- Required work -
Pick out every row below that contains the word "mountain" and copy each one unchanged.

——————

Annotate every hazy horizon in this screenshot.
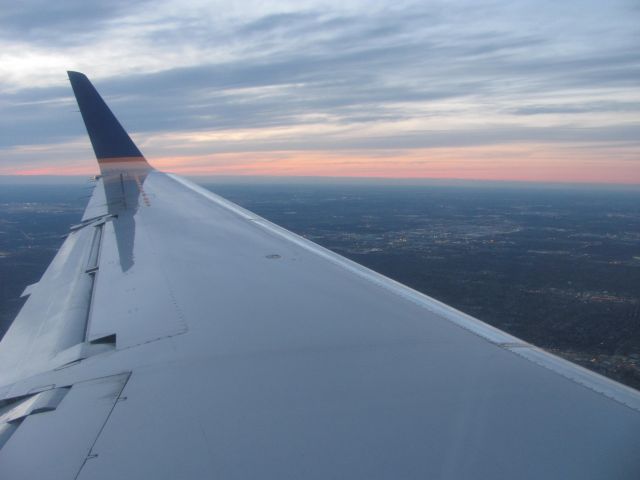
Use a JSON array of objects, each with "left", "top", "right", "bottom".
[{"left": 0, "top": 0, "right": 640, "bottom": 184}]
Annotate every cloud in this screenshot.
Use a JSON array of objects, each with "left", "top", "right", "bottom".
[{"left": 0, "top": 0, "right": 640, "bottom": 182}]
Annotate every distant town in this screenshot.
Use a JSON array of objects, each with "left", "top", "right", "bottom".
[{"left": 0, "top": 183, "right": 640, "bottom": 389}]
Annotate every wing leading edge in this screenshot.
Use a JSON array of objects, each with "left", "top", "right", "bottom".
[{"left": 0, "top": 73, "right": 640, "bottom": 479}]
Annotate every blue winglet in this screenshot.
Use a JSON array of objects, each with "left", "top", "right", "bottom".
[{"left": 67, "top": 72, "right": 144, "bottom": 163}]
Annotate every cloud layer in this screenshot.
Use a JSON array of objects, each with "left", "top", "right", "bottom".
[{"left": 0, "top": 1, "right": 640, "bottom": 183}]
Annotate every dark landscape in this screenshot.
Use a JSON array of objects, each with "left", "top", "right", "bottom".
[{"left": 0, "top": 182, "right": 640, "bottom": 389}]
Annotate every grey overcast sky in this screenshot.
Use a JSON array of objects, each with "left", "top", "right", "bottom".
[{"left": 0, "top": 0, "right": 640, "bottom": 184}]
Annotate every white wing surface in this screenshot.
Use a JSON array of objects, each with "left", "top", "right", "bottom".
[{"left": 0, "top": 72, "right": 640, "bottom": 480}]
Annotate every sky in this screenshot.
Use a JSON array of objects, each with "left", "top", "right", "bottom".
[{"left": 0, "top": 0, "right": 640, "bottom": 184}]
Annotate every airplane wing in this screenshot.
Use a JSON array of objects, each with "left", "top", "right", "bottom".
[{"left": 0, "top": 72, "right": 640, "bottom": 480}]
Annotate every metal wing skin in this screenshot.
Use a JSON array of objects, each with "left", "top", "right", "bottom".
[{"left": 0, "top": 72, "right": 640, "bottom": 480}]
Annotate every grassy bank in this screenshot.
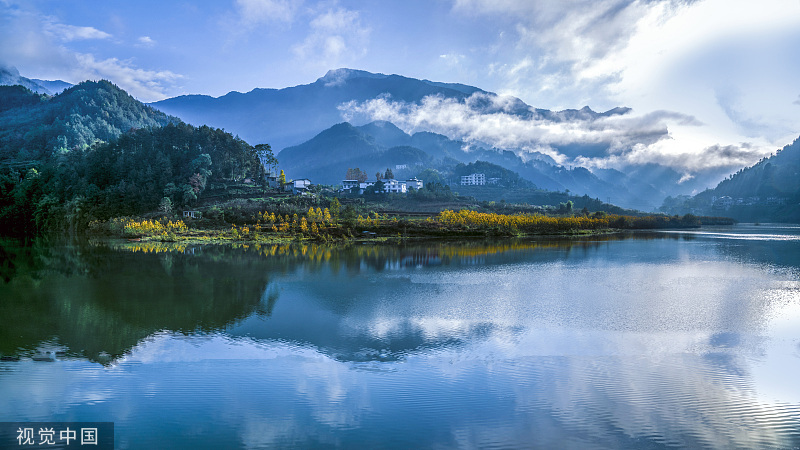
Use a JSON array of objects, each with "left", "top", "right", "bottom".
[{"left": 89, "top": 207, "right": 733, "bottom": 243}]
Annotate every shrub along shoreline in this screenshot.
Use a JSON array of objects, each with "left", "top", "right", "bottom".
[{"left": 88, "top": 207, "right": 735, "bottom": 243}]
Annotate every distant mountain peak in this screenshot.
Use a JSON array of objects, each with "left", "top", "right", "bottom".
[
  {"left": 317, "top": 67, "right": 388, "bottom": 86},
  {"left": 0, "top": 63, "right": 72, "bottom": 95}
]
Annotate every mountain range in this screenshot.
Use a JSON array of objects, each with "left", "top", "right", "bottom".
[
  {"left": 151, "top": 68, "right": 630, "bottom": 155},
  {"left": 278, "top": 121, "right": 732, "bottom": 210},
  {"left": 0, "top": 65, "right": 72, "bottom": 95},
  {"left": 0, "top": 80, "right": 180, "bottom": 161},
  {"left": 0, "top": 69, "right": 800, "bottom": 220},
  {"left": 661, "top": 138, "right": 800, "bottom": 223},
  {"left": 151, "top": 69, "right": 730, "bottom": 210}
]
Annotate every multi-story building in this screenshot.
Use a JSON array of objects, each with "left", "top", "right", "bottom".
[{"left": 461, "top": 173, "right": 486, "bottom": 186}]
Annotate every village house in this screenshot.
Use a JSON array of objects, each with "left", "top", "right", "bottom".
[
  {"left": 461, "top": 173, "right": 486, "bottom": 186},
  {"left": 339, "top": 178, "right": 422, "bottom": 195},
  {"left": 283, "top": 178, "right": 311, "bottom": 195}
]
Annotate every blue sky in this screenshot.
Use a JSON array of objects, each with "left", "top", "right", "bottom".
[{"left": 0, "top": 0, "right": 800, "bottom": 173}]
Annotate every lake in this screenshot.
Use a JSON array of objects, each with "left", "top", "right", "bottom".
[{"left": 0, "top": 225, "right": 800, "bottom": 448}]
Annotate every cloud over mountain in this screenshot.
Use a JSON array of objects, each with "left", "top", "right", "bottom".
[{"left": 339, "top": 92, "right": 744, "bottom": 171}]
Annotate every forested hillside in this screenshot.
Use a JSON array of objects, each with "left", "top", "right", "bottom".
[
  {"left": 0, "top": 80, "right": 180, "bottom": 165},
  {"left": 0, "top": 81, "right": 264, "bottom": 235},
  {"left": 661, "top": 138, "right": 800, "bottom": 223}
]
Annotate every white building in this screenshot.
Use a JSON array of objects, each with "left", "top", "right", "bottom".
[
  {"left": 342, "top": 178, "right": 422, "bottom": 195},
  {"left": 461, "top": 173, "right": 486, "bottom": 186},
  {"left": 342, "top": 180, "right": 358, "bottom": 191},
  {"left": 283, "top": 178, "right": 311, "bottom": 195},
  {"left": 383, "top": 178, "right": 406, "bottom": 194},
  {"left": 406, "top": 177, "right": 422, "bottom": 190}
]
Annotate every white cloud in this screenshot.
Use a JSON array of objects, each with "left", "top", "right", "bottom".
[
  {"left": 137, "top": 36, "right": 156, "bottom": 47},
  {"left": 292, "top": 8, "right": 370, "bottom": 70},
  {"left": 75, "top": 53, "right": 182, "bottom": 101},
  {"left": 0, "top": 10, "right": 181, "bottom": 101},
  {"left": 444, "top": 0, "right": 800, "bottom": 178},
  {"left": 43, "top": 18, "right": 111, "bottom": 42},
  {"left": 340, "top": 93, "right": 774, "bottom": 171},
  {"left": 236, "top": 0, "right": 303, "bottom": 25}
]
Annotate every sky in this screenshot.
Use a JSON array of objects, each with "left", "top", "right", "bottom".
[{"left": 0, "top": 0, "right": 800, "bottom": 176}]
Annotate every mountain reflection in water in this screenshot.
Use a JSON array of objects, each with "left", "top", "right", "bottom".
[{"left": 0, "top": 227, "right": 800, "bottom": 448}]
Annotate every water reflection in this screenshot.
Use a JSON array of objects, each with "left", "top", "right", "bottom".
[{"left": 0, "top": 233, "right": 800, "bottom": 448}]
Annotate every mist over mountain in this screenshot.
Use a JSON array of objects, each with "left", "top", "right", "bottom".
[
  {"left": 0, "top": 65, "right": 72, "bottom": 95},
  {"left": 152, "top": 68, "right": 629, "bottom": 155},
  {"left": 0, "top": 80, "right": 180, "bottom": 161},
  {"left": 279, "top": 121, "right": 679, "bottom": 209},
  {"left": 152, "top": 69, "right": 738, "bottom": 209},
  {"left": 661, "top": 138, "right": 800, "bottom": 223}
]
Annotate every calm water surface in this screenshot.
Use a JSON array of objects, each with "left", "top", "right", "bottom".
[{"left": 0, "top": 225, "right": 800, "bottom": 448}]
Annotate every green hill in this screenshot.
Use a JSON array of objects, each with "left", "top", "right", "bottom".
[
  {"left": 0, "top": 80, "right": 180, "bottom": 164},
  {"left": 661, "top": 138, "right": 800, "bottom": 223},
  {"left": 0, "top": 81, "right": 264, "bottom": 235}
]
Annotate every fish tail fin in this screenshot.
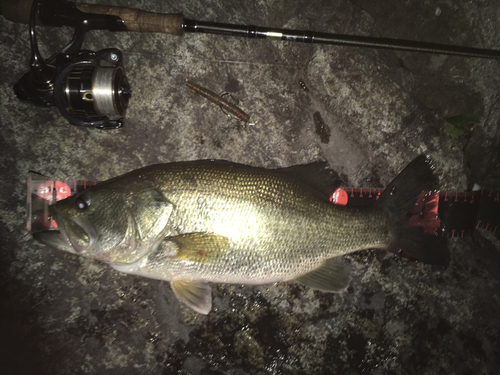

——————

- Full response -
Annotate every distant mountain peak in this screenshot.
Annotate every mountain range in this screenshot.
Annotate every cloud over mountain in this screenshot.
Annotate every mountain reflection in water in this screenshot.
Annotate every mist over mountain in this screenshot.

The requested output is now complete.